▶ ФРАГМЕНТ ТЕКСТА
┄┄┄┄┄┄

И она вновь запела — на итальянском языке, который основательно изучала, ибо твердо решила стать профессиональной оперной певицей.

Александр медленно подошел на расстояние вытянутой руки к Марте, не спеша поднял колун и, уже обогащенный некоторым опытом, ударил и сильно, и точно.

Брызнула кровь. Марта с легким вздохом повалилась навзничь.

Александр заметил, что брызги крови оросили ему пиджак и рубашку. Он нехорошо выругался и направился вон из комнаты.

Он был уже за порогом, когда, к своему неописуемому ужасу, услыхал за спиной сдавленный детский голос:

— Ты зачем это сделал, все расскажу дяде Васе. И маме, и папе — всем расскажу, какой ты дурной!

Александр вернулся. Он увидал младшую сестренку, которая играла в углу с большой куклой.

— Нет, скверная девчонка, — злобно выдавил из себя Александр, — ты никому ничего не скажешь!

— Как раз скажу! — азартно произнесла девочка.

— А я тебе сейчас докажу, что ты вообще уже больше ничего не скажешь!

Александр приблизился к Гедвиге.

Та, крепко прижимая к груди куклу, шагнула назад, споткнулась о что-то и упала спиной, но куклу продолжала крепко держать в объятиях.

Александр, ощутив в себе непонятный прилив какой-то звериной жестокости, стукнул обухом колуна ребенка по голове.

┄┄┄┄┄┄

▶ ИСХОДНЫЙ СПИСОК
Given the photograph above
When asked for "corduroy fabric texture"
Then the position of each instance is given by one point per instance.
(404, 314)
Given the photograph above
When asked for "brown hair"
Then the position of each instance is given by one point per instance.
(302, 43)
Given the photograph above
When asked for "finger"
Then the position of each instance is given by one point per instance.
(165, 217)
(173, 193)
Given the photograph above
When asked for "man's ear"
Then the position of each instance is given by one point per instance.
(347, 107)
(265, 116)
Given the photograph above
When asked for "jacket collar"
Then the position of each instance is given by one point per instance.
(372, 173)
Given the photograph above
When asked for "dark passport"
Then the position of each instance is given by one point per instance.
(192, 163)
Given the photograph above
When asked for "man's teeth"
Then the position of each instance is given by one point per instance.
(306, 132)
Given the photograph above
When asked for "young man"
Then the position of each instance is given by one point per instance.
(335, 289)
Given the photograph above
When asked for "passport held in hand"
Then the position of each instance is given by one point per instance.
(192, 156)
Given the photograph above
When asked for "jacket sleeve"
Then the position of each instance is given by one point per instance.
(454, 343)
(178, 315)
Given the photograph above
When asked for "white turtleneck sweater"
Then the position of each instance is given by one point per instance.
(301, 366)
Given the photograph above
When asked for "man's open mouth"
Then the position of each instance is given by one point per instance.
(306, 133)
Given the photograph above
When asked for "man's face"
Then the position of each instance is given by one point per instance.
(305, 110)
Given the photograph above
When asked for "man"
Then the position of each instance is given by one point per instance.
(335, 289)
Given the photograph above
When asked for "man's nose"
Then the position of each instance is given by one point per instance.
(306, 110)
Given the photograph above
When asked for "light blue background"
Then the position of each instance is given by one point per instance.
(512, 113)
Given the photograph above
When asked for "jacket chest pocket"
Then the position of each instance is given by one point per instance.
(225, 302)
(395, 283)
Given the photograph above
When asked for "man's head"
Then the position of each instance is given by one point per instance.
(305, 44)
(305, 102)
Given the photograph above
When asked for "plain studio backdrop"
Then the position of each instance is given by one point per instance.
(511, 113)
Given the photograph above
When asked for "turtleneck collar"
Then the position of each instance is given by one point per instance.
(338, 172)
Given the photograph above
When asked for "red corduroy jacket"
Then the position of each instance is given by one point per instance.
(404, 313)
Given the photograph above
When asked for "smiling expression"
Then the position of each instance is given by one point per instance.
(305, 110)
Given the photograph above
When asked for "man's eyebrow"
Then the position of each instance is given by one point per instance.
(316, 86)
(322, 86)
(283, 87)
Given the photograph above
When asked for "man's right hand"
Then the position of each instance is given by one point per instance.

┄┄┄┄┄┄

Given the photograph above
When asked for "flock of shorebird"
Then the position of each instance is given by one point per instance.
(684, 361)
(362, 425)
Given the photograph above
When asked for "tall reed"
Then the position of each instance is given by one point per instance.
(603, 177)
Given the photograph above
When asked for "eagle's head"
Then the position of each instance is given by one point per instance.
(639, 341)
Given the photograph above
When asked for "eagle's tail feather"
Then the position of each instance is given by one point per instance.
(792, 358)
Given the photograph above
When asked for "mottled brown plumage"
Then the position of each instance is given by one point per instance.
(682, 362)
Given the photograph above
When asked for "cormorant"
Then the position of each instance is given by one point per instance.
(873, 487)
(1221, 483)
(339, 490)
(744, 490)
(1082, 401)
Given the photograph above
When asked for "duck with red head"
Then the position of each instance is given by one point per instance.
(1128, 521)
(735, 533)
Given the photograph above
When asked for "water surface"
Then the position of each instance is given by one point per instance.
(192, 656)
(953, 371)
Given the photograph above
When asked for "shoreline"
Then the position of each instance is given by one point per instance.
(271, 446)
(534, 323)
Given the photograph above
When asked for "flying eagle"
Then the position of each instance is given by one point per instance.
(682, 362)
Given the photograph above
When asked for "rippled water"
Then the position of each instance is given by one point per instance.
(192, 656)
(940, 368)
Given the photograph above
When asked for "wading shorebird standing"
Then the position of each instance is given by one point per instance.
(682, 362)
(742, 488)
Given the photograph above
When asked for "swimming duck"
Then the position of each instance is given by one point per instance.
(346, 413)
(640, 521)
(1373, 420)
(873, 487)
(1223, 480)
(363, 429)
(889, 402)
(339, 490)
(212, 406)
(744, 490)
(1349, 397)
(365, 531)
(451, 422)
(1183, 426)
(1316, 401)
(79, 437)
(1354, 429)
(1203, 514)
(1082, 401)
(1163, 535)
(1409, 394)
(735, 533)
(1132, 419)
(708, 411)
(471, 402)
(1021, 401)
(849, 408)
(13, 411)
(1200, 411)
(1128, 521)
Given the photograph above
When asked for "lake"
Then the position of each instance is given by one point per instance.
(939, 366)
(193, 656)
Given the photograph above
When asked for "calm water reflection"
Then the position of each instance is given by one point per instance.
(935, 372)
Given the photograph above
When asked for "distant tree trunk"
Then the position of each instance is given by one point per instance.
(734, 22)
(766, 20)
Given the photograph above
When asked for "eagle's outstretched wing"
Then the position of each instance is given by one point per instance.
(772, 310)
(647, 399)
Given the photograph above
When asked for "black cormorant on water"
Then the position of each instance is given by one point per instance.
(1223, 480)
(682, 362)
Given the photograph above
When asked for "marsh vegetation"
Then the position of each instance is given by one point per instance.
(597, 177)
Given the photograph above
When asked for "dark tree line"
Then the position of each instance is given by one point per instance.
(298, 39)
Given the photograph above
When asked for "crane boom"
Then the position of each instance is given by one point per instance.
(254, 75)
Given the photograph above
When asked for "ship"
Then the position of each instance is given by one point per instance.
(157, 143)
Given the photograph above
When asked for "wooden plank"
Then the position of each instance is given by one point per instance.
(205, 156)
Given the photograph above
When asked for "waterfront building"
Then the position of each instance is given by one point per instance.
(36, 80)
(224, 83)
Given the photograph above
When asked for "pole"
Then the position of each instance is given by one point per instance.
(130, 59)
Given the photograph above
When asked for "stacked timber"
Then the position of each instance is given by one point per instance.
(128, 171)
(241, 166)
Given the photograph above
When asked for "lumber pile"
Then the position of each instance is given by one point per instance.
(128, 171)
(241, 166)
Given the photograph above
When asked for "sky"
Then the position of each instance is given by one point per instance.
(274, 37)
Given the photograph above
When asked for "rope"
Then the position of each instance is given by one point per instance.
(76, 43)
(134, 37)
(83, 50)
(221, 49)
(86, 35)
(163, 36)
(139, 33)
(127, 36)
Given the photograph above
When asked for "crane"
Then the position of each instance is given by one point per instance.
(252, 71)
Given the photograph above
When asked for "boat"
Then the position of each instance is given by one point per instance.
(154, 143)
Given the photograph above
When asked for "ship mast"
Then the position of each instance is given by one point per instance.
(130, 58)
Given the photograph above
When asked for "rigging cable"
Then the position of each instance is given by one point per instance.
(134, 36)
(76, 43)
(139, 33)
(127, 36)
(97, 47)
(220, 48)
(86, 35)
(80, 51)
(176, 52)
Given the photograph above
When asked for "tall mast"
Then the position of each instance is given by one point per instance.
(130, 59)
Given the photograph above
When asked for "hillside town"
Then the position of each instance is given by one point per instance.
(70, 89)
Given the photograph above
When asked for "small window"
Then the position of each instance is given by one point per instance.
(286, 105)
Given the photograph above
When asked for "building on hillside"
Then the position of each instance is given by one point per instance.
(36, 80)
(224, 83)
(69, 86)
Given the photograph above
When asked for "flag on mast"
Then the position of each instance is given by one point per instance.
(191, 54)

┄┄┄┄┄┄

▶ ВАШИ ЗАДАНИЯ
**A)** Ответьте по фрагменту текста:
(i) Кем твердо решила стать певица, о которой говорится в первой фразе?
(ii) Что Александр заметил на своем пиджаке и рубашке?
(iii) Что Гедвига продолжала держать, когда упала?
**B)** Продолжите фрагмент текста, начав сразу после его последней фразы.

▶ ОТВЕТЫ
**A)**
(i) Профессиональной оперной певицей.
(ii) Брызги крови.
(iii) Большую куклу, которую она крепко держала в объятиях.

**B)**
СЪЕДЕН НА САХАЛИНЕ

На процесс А. Кары съехались юристы со всех концов России. Сам Николай II следил за этим судом. Приближенным он говорил:

— Сейчас необыкновенно много жестокости. Это верный признак того, что наступают страшные времена и страшные события. Вы еще вспомните эти слова! Чтобы зарубить мать и сестер — нет, разум отказывается верить в такое.

Убийцу защищали крупные адвокаты — М. Ходасевич и Н. Муравьев. Эти искушенные в своем деле люди доказывали суду:

— Разве вы не видите, что наш подзащитный душевнобольной! Все его поступки говорят об этом.

Кара на суде был малословен и печально тих. Но однажды с ним произошла истерика. Это случилось, когда свидетельница Клавдия Смирнова (а ей бы впору как соучастнице разделить с Александром место на скамье подсудимых) заявилась в зал со своим мужем.

Отец поспешил вытолкнуть ее замуж за дальнего родственника, скромного немолодого чиновника, у которого не было ни кола ни двора.

Этот вертлявый господин, чувствуя, что к ним обращено внимание всего зала, оказывал молодой супруге всяческие знаки внимания.

Александр вдруг разрыдался, кричал какие-то бессвязные слова. Потом и вовсе потерял сознание.

Судебное заседание прервали на час, а мужа Клавдии попросили покинуть зал.

...Итак, суд присяжных — самый гуманный из всех судов (!) — приговорил Александра Кару к лишению всех прав состояния и ссылке в каторжные работы на 12 лет.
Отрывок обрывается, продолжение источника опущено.